• **GECITEERDE PASSAGE**:

===

ECLI:NL:RBNNE:2016:5699

Rechtbank Noord-Nederland

Datum uitspraak
10 november 2016
Publicatiedatum
20 januari 2017
Zaaknummer
C18/171512 / PR RK 16-437
Instantie
Rechtbank Noord-Nederland
Type
Uitspraak
Rechtsgebied
Civiel recht
Procedures
  • Wraking
Vindplaatsen
  • Rechtspraak.nl
AI samenvatting door LexboostAutomatisch gegenereerd

Wrakingsverzoek niet ontvankelijk wegens niet voldoen aan wettelijke vereisten

Op 10 november 2016 heeft de Rechtbank Noord-Nederland, zittingsplaats Groningen, uitspraak gedaan in een wrakingsprocedure. Verzoeker heeft op 7 november 2016 een verzoek tot wraking ingediend van de rechter(s) in een lopende procedure met zaaknummer 5195026 CV EXPL 16-9648. Dit verzoek is gedaan op basis van artikel 36 van het Wetboek van Burgerlijke Rechtsvordering (Rv), dat partijen de mogelijkheid biedt om rechters te wraken indien er feiten of omstandigheden zijn die de onpartijdigheid van de rechter in twijfel trekken.

De rechtbank heeft vastgesteld dat het wrakingsverzoek niet voldoet aan de wettelijke vereisten. In het verzoek zijn geen namen van de behandelende rechter(s) genoemd, wat impliceert dat verzoeker alle rechters die mogelijk de zaak zouden behandelen, wenst te wraken. Dit is in strijd met de jurisprudentie, zoals het arrest van de Hoge Raad van 18 december 1998, waarin is bepaald dat een dergelijk algemeen verzoek niet mogelijk is. Daarnaast heeft verzoeker geen concrete feiten of omstandigheden aangedragen die wijzen op vooringenomenheid van de rechter(s).

Gelet op deze tekortkomingen heeft de rechtbank besloten het wrakingsverzoek niet-ontvankelijk te verklaren. Een mondelinge behandeling van het verzoek is niet nodig, en de procedure in de hoofdzaak zal worden voortgezet in de stand waarin deze zich bevond ten tijde van het indienen van het wrakingsverzoek. De beslissing is openbaar uitgesproken en zal onverwijld aan verzoeker en de gemachtigde van Enexis B.V. worden medegedeeld.

===

• **OPGENOMEN MATERIAAL**:
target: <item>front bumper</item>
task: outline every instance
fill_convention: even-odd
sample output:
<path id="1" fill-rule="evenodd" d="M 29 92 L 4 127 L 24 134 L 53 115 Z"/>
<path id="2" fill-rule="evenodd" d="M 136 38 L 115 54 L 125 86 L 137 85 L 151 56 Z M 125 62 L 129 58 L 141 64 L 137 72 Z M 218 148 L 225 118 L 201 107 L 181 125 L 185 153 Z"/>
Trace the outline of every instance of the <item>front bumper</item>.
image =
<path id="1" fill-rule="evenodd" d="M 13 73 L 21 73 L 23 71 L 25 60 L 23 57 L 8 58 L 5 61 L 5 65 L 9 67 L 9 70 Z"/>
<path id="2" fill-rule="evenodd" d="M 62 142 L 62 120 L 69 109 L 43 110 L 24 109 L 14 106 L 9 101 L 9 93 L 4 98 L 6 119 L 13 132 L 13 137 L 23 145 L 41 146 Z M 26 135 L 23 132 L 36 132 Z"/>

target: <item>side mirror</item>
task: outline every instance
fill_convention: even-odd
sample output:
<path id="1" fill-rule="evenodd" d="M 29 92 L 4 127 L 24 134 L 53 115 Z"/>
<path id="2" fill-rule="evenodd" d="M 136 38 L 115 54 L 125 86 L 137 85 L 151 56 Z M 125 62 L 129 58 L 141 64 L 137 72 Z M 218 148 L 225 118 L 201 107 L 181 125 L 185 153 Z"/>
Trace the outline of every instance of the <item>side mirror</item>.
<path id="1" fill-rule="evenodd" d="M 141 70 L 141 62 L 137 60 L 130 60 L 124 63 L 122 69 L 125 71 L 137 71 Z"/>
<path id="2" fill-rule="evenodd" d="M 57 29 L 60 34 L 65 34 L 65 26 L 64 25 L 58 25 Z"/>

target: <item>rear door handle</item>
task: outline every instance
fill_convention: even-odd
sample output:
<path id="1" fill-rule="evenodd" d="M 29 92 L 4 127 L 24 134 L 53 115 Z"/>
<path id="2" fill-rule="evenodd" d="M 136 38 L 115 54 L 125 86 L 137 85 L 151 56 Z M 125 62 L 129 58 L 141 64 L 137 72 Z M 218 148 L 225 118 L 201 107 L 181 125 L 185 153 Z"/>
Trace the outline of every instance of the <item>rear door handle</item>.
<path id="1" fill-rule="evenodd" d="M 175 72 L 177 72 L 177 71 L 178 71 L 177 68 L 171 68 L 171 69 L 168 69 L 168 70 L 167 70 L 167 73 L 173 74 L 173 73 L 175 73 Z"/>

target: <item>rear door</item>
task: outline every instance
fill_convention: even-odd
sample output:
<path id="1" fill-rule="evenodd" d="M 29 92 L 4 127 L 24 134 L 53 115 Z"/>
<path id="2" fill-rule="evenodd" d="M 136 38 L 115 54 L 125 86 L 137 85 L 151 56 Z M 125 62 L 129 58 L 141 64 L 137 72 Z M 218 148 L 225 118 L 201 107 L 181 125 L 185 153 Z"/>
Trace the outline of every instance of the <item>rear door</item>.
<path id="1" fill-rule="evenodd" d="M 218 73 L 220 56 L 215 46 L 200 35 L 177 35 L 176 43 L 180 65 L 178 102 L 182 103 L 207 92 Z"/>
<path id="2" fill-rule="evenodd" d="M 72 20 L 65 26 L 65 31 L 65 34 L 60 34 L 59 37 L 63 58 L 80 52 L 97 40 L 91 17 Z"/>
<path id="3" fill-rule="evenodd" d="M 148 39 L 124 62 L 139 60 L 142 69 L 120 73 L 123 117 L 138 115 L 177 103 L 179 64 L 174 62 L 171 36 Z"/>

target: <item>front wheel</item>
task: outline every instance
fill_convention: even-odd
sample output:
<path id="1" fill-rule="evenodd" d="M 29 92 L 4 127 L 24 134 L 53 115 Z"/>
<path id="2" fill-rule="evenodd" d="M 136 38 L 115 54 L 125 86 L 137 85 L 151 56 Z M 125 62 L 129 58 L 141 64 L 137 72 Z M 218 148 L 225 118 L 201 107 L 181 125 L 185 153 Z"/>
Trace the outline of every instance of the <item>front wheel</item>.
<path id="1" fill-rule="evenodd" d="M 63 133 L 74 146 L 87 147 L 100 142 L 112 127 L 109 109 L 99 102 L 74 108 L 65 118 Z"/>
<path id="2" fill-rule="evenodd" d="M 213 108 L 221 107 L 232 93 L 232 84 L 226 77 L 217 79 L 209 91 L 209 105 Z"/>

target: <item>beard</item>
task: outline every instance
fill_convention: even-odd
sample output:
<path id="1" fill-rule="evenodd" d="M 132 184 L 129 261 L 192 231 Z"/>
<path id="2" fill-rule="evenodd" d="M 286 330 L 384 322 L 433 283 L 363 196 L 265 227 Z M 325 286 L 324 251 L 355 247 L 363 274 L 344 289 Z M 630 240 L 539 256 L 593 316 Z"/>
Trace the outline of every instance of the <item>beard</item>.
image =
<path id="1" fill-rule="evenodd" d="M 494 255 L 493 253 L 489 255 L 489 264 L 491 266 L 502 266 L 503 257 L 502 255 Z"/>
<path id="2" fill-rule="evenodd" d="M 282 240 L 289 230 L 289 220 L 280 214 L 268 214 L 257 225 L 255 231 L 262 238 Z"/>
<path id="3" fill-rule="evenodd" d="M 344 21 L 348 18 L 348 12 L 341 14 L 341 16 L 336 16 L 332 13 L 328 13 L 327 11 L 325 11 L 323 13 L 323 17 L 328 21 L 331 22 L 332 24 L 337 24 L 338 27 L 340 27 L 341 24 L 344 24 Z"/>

===

• **OPGAVEN**:
1. Waarom verklaarde de rechtbank het verzoek volgens de wrakingsuitspraak niet-ontvankelijk?
2. Typ het stuk van de wrakingsuitspraak tussen "Gelet op deze" en "B.V. worden medegedeeld.", beide inbegrepen, letterlijk over.
3. Beantwoord de volgende vragen over de wrakingsuitspraak:
(a) Op welke datum diende verzoeker het wrakingsverzoek in?
(b) Op welk artikel van het Wetboek van Burgerlijke Rechtsvordering was het verzoek gebaseerd?
(c) Aan wie wordt de beslissing naast verzoeker onverwijld medegedeeld?

• **UITWERKINGEN PER OPGAVE**:
1. Het verzoek voldeed niet aan de wettelijke vereisten. Er stonden geen namen van de behandelende rechter(s) in, waardoor verzoeker alle mogelijke rechters leek te willen wraken, wat volgens het arrest van de Hoge Raad van 18 december 1998 niet mogelijk is. Bovendien voerde verzoeker geen concrete feiten of omstandigheden aan die op vooringenomenheid wezen.

2.
Gelet op deze tekortkomingen heeft de rechtbank besloten het wrakingsverzoek niet-ontvankelijk te verklaren. Een mondelinge behandeling van het verzoek is niet nodig, en de procedure in de hoofdzaak zal worden voortgezet in de stand waarin deze zich bevond ten tijde van het indienen van het wrakingsverzoek. De beslissing is openbaar uitgesproken en zal onverwijld aan verzoeker en de gemachtigde van Enexis B.V. worden medegedeeld.

3.
(a) Op 7 november 2016.
(b) Op artikel 36.
(c) Aan de gemachtigde van Enexis B.V.